### GIVEN PROBLEM:
What do the lines from the one containing "Tag the upper" through the end of the entries say? Quote them exactly, and only them.

———

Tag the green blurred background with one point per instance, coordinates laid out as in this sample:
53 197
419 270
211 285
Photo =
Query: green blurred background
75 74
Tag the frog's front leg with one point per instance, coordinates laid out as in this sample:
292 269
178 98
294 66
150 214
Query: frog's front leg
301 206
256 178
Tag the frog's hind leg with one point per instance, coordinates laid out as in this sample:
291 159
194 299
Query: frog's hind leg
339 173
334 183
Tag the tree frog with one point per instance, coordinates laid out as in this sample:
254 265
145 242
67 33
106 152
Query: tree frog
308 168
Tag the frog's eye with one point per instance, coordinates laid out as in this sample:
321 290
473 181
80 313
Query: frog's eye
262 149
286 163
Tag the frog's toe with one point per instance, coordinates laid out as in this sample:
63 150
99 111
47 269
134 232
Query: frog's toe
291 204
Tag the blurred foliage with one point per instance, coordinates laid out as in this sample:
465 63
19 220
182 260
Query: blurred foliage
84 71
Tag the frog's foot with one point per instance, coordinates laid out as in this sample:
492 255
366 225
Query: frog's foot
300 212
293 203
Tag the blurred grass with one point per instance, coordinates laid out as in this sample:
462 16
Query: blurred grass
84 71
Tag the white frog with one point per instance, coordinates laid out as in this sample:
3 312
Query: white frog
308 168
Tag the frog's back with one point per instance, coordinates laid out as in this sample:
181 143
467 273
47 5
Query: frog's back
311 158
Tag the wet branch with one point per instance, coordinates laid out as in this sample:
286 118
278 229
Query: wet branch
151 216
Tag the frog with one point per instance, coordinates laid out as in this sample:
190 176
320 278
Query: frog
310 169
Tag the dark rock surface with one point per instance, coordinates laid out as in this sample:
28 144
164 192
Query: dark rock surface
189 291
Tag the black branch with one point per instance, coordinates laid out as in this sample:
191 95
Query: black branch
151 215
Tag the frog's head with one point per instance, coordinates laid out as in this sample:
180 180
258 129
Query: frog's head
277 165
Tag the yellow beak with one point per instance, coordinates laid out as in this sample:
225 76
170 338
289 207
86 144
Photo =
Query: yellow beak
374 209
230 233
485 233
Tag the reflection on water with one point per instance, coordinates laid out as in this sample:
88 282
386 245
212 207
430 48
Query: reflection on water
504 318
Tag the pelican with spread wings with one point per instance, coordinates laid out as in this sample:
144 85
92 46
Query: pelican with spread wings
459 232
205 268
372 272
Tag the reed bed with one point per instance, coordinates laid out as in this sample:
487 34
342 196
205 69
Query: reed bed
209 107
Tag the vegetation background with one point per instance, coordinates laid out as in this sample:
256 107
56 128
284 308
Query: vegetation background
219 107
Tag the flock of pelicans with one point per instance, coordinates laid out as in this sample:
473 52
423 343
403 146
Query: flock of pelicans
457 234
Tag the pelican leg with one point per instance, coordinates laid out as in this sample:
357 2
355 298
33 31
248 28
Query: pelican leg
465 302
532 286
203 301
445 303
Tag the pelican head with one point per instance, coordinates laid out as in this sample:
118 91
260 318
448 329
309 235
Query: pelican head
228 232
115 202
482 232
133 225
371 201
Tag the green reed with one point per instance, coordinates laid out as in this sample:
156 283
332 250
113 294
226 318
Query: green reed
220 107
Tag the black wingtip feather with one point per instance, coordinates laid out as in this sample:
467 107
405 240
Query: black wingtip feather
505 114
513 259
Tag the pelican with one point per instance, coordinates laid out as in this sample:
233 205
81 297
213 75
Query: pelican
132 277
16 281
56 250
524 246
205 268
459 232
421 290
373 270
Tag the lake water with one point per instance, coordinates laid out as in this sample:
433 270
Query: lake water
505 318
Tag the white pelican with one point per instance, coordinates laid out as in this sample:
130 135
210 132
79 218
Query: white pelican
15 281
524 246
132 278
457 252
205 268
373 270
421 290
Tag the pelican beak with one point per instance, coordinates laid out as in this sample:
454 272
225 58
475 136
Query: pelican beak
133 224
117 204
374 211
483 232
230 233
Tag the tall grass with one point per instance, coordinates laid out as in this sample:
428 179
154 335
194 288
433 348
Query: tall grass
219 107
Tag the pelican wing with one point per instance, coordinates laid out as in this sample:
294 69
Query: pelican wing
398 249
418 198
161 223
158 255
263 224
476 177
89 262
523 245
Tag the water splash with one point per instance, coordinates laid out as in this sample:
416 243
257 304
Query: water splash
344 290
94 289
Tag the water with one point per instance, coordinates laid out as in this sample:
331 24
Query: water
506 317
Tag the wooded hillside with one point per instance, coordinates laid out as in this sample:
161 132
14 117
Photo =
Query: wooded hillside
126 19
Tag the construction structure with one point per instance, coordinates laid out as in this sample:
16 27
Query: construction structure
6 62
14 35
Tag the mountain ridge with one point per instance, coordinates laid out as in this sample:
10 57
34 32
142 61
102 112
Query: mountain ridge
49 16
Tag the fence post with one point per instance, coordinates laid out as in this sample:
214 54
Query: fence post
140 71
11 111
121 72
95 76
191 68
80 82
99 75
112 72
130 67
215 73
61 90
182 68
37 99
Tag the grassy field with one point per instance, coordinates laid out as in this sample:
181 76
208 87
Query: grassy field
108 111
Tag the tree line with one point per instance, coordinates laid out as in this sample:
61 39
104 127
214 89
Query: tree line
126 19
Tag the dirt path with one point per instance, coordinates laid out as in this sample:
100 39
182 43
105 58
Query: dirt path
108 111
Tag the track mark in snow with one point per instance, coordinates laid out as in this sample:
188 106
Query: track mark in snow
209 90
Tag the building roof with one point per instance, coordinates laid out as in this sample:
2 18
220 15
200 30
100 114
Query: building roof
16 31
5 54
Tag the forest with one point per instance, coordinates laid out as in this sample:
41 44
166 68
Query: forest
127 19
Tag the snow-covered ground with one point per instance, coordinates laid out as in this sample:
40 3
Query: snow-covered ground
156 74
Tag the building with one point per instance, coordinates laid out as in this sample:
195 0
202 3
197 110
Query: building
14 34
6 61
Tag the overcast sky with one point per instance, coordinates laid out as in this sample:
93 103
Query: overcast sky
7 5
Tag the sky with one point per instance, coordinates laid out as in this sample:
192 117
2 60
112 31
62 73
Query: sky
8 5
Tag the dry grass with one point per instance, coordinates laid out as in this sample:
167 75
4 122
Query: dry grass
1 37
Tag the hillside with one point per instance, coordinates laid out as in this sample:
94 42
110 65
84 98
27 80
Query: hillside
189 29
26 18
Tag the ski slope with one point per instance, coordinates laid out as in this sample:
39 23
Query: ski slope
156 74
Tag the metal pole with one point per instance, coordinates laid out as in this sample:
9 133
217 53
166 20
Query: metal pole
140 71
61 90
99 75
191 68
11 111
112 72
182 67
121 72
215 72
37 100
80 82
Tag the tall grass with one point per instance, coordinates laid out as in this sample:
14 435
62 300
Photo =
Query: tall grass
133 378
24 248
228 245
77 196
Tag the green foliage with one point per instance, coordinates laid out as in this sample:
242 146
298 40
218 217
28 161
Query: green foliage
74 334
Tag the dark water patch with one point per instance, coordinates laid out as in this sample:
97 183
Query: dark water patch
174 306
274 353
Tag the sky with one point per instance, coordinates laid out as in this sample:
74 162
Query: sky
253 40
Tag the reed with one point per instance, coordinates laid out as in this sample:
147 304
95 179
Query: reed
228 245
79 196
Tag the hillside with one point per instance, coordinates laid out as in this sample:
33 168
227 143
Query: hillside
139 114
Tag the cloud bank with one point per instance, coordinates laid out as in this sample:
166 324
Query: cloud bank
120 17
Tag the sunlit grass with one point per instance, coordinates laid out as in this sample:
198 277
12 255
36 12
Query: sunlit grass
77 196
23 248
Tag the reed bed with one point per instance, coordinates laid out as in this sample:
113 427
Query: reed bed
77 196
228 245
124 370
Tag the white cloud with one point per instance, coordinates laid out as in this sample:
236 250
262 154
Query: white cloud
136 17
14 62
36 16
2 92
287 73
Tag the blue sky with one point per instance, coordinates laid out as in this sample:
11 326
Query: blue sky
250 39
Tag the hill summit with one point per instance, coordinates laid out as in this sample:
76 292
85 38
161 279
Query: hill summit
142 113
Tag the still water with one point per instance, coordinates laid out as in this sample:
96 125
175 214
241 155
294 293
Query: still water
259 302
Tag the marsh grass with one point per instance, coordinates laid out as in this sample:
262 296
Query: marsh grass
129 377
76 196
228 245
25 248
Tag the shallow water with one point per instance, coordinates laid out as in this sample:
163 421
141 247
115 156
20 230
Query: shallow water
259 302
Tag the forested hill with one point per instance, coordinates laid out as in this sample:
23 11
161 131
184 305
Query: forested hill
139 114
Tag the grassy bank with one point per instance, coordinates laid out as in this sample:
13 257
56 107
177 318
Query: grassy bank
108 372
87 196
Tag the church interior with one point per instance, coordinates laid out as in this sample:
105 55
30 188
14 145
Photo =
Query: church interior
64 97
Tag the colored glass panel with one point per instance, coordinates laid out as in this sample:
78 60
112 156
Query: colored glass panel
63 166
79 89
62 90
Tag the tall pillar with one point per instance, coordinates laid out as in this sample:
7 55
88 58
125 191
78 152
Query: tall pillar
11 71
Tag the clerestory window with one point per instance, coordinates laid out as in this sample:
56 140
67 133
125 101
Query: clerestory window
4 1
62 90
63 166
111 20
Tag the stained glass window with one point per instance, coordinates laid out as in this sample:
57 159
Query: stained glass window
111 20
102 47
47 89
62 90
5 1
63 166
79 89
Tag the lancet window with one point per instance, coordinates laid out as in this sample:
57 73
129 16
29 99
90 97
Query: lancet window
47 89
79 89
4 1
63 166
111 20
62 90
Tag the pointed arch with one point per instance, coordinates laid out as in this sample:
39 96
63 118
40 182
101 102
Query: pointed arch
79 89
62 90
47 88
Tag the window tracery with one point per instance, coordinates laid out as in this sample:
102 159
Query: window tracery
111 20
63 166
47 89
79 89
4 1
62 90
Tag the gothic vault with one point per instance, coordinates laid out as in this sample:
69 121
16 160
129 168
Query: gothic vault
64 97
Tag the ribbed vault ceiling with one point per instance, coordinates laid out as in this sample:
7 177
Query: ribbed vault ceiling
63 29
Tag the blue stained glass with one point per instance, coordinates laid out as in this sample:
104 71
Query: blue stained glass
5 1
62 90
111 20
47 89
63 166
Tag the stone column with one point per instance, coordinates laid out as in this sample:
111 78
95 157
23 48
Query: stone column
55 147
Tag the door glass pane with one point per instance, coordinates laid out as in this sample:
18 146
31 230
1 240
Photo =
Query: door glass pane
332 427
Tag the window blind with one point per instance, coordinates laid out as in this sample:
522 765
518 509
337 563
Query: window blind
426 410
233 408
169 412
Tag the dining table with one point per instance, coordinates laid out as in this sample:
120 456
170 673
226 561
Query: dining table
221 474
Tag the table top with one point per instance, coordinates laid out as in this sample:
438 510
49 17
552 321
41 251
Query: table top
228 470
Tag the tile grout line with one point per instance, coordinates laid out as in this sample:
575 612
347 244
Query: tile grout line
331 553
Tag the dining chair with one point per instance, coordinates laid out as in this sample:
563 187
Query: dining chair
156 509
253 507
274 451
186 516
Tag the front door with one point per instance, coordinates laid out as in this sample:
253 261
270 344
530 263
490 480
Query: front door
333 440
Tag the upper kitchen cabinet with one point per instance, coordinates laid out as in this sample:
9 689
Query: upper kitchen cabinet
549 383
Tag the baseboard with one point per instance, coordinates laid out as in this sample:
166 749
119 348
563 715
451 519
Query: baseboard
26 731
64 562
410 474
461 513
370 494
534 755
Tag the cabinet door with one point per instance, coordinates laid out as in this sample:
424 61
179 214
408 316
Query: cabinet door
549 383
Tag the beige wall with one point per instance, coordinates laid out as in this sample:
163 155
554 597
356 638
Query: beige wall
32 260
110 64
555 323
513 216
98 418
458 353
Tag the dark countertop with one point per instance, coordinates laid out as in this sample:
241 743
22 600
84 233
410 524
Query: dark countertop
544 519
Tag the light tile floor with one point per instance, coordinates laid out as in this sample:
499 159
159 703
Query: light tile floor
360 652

———

### REPLY TO THE EXERCISE:
Tag the upper kitchen cabinet with one point per instance, coordinates laid out as in this sample:
9 689
Query: upper kitchen cabinet
549 383
Tag the baseboard with one point per instance, coordinates laid out as in this sample:
166 749
119 348
563 715
451 519
Query: baseboard
26 731
64 562
410 474
461 513
370 494
534 755
Tag the cabinet door with one point per instance, coordinates laid out as in this sample:
424 61
179 214
408 316
Query: cabinet door
549 383
Tag the beige wall with one point per instance, coordinates laid out as in this sample:
163 155
554 597
356 638
Query: beige wall
32 260
110 64
555 323
513 216
98 418
458 353
Tag the dark countertop with one point per instance, coordinates laid out as in this sample:
241 743
22 600
84 233
410 524
Query: dark countertop
544 519
Tag the light tile floor with one point per instance, coordinates laid out as in this sample:
499 159
159 703
Query: light tile floor
360 652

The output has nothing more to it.